● Your goal
Only the lines with "Target" in the entries below belong in the answer; please copy them.
START Materials provided
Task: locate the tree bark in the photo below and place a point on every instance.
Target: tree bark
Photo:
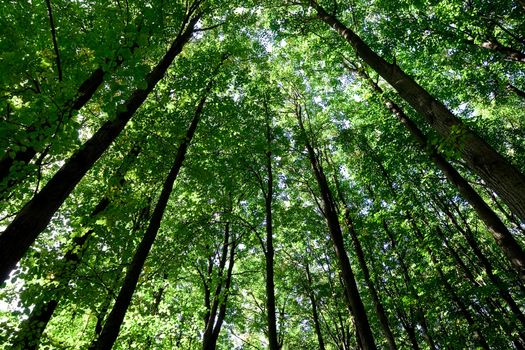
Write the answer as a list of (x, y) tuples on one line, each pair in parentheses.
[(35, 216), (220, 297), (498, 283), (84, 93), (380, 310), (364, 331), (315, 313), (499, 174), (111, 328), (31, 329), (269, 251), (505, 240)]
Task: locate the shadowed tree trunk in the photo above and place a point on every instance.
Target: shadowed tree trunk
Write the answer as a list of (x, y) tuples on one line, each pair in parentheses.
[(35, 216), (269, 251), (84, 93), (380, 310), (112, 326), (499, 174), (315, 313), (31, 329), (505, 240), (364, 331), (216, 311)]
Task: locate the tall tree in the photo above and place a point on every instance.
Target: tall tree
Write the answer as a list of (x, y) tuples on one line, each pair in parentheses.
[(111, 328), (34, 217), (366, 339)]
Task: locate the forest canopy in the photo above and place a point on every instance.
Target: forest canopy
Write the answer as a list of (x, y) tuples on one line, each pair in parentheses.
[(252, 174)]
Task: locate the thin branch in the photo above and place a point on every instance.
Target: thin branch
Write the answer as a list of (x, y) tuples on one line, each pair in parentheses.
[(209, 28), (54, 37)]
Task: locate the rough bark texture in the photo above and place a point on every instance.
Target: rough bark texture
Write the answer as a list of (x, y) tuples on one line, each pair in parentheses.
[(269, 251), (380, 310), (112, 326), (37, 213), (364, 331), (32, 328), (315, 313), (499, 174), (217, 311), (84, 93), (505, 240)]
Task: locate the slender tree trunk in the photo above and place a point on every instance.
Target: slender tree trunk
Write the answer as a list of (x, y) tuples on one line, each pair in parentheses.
END Materials provided
START Materials provided
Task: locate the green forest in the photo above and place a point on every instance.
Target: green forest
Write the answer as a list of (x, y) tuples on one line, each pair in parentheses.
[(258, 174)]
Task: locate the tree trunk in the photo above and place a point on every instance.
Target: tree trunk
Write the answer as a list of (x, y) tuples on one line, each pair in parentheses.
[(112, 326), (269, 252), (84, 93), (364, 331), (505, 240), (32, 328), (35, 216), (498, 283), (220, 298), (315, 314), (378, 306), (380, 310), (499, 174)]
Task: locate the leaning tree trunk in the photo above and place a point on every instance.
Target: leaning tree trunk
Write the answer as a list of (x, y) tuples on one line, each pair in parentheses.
END Materials provided
● Output of the task
Target: tree bark
Target: shadowed tree trunk
Target: tall tree
Target: forest canopy
Target: thin branch
Target: rough bark texture
Target: slender tree trunk
Target: green forest
Target: tree trunk
Target: leaning tree trunk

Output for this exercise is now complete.